### COMPLETE THE FOLLOWING:
[A] Answer the following questions from the text on congenital glaucoma.
(i) What job does the optic nerve perform?
(ii) Roughly how many children does congenital glaucoma affect?
(iii) What happens to the cornea's membrane as the eye enlarges?
[B] Print the portion of the text on congenital glaucoma starting with "What is congenital" and going on through "a little different.".

### TEXT SHOWN:
--- START ---

Common Questions About Congenital Glaucoma
What is glaucoma?
Glaucoma is a condition in which there is damage to the drainage angle in the eye. As fluid can't flow out properly, this leads to an increase in intraocular (inside the eye) pressure on the optic nerve (the nerve that sends messages from the eye to the brain).
What is congenital glaucoma?
Congenital glaucoma is a rare eye condition that affects roughly 1 in 10,000 children. Like glaucoma, It is caused by a structural abnormality however, the impact of the intraocular pressure looks a little different.
Just like growing bones, children's eyes are more flexible or floppy than adults' and consequently, too much intraocular pressure will stretch the eye and cause it to inflate like a balloon. As the eye enlarges, so does the cornea resulting in its membrane splitting. This can have a long term impact on the child's vision and lead to other eye conditions.
What causes congenital glaucoma?

--- END ---

### DATA PROVIDED:
--- START ---

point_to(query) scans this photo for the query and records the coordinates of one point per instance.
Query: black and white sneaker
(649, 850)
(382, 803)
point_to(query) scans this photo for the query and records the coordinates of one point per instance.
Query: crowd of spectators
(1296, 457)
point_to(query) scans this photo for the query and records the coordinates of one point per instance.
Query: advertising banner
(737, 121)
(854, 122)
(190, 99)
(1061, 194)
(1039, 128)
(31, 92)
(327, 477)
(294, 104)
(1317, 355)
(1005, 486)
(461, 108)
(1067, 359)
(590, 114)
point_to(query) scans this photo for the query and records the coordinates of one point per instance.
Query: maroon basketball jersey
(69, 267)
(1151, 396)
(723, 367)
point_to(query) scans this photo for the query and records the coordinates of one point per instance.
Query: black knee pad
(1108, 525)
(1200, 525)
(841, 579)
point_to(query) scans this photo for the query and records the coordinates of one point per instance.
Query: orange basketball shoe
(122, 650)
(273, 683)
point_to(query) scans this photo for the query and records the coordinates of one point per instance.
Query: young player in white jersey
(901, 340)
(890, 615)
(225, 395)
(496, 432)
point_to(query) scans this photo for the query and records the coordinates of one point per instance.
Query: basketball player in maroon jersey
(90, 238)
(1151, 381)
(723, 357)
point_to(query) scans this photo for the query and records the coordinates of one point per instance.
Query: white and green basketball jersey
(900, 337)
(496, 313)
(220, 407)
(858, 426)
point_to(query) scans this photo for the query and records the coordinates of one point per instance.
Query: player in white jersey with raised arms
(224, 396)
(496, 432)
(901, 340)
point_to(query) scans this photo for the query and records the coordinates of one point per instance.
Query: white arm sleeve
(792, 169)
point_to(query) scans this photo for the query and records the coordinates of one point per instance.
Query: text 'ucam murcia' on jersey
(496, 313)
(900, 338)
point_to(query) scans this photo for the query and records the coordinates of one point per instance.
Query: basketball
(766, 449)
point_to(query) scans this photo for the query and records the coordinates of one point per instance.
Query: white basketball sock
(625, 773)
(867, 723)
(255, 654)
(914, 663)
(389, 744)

--- END ---

### WRITTEN ANSWERS:
[A]
(i) It sends messages from the eye to the brain.
(ii) Roughly 1 in 10,000 children.
(iii) It splits.

[B]
What is congenital glaucoma?
Congenital glaucoma is a rare eye condition that affects roughly 1 in 10,000 children. Like glaucoma, It is caused by a structural abnormality however, the impact of the intraocular pressure looks a little different.